= MATERIAL TO PROCESS =
-- Begin --
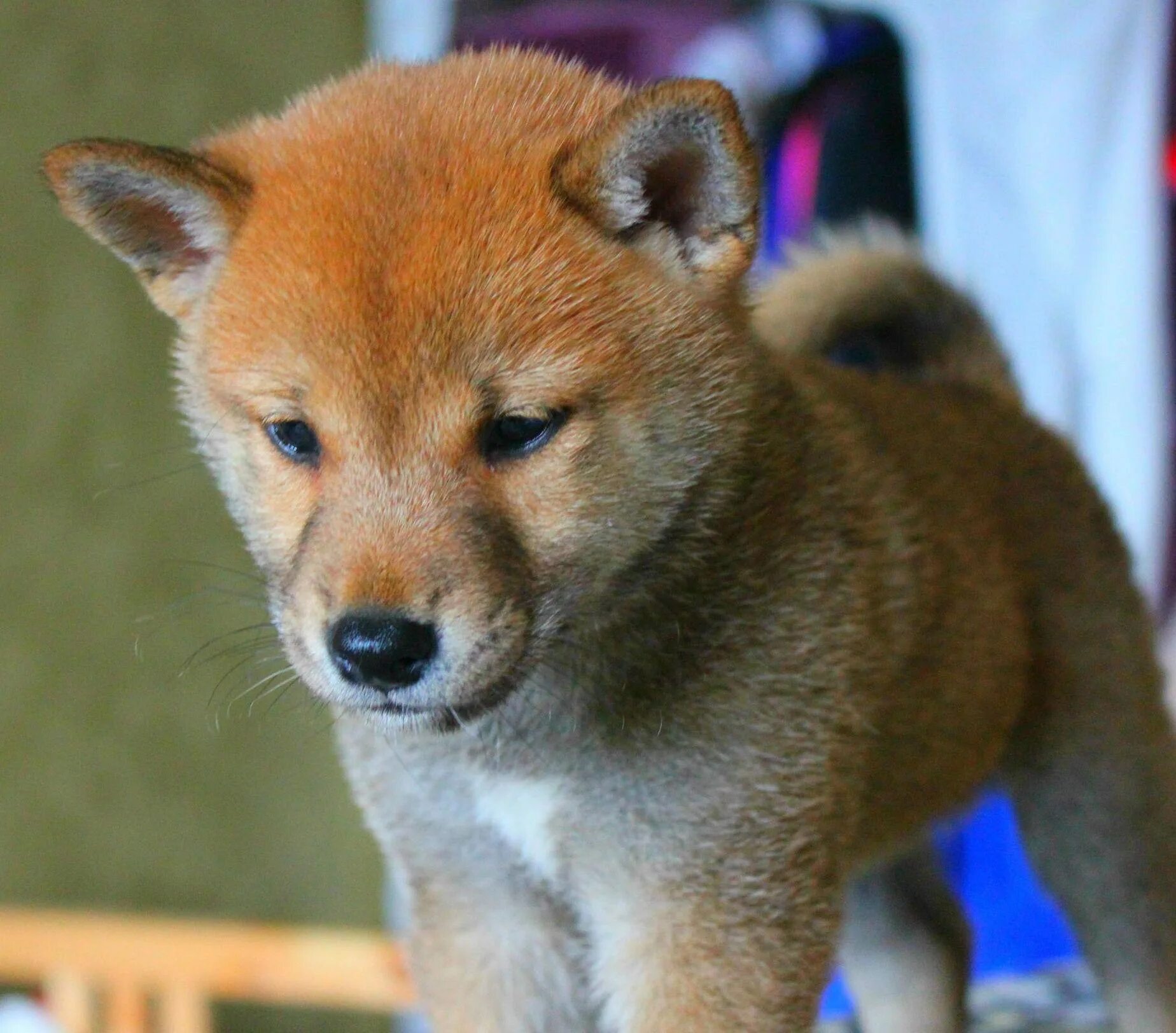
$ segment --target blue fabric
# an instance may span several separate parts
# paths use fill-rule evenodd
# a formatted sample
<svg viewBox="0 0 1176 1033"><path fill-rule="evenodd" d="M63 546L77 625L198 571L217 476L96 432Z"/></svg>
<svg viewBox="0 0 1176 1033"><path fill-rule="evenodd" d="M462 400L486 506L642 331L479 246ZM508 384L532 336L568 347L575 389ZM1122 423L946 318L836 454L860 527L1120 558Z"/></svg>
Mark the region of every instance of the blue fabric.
-- End --
Retype the data exactly as it appears, line for line. Leave the pictures out of your answer.

$ segment --target blue fabric
# an instance may span several separate parts
# paths use fill-rule evenodd
# a formatted sample
<svg viewBox="0 0 1176 1033"><path fill-rule="evenodd" d="M63 546L77 625L198 571L217 476L96 432Z"/></svg>
<svg viewBox="0 0 1176 1033"><path fill-rule="evenodd" d="M462 400L486 506L642 331L479 246ZM508 384L532 336L568 347L575 389ZM1122 423L946 318L836 454L860 527L1120 558Z"/></svg>
Mark the region of every instance of the blue fabric.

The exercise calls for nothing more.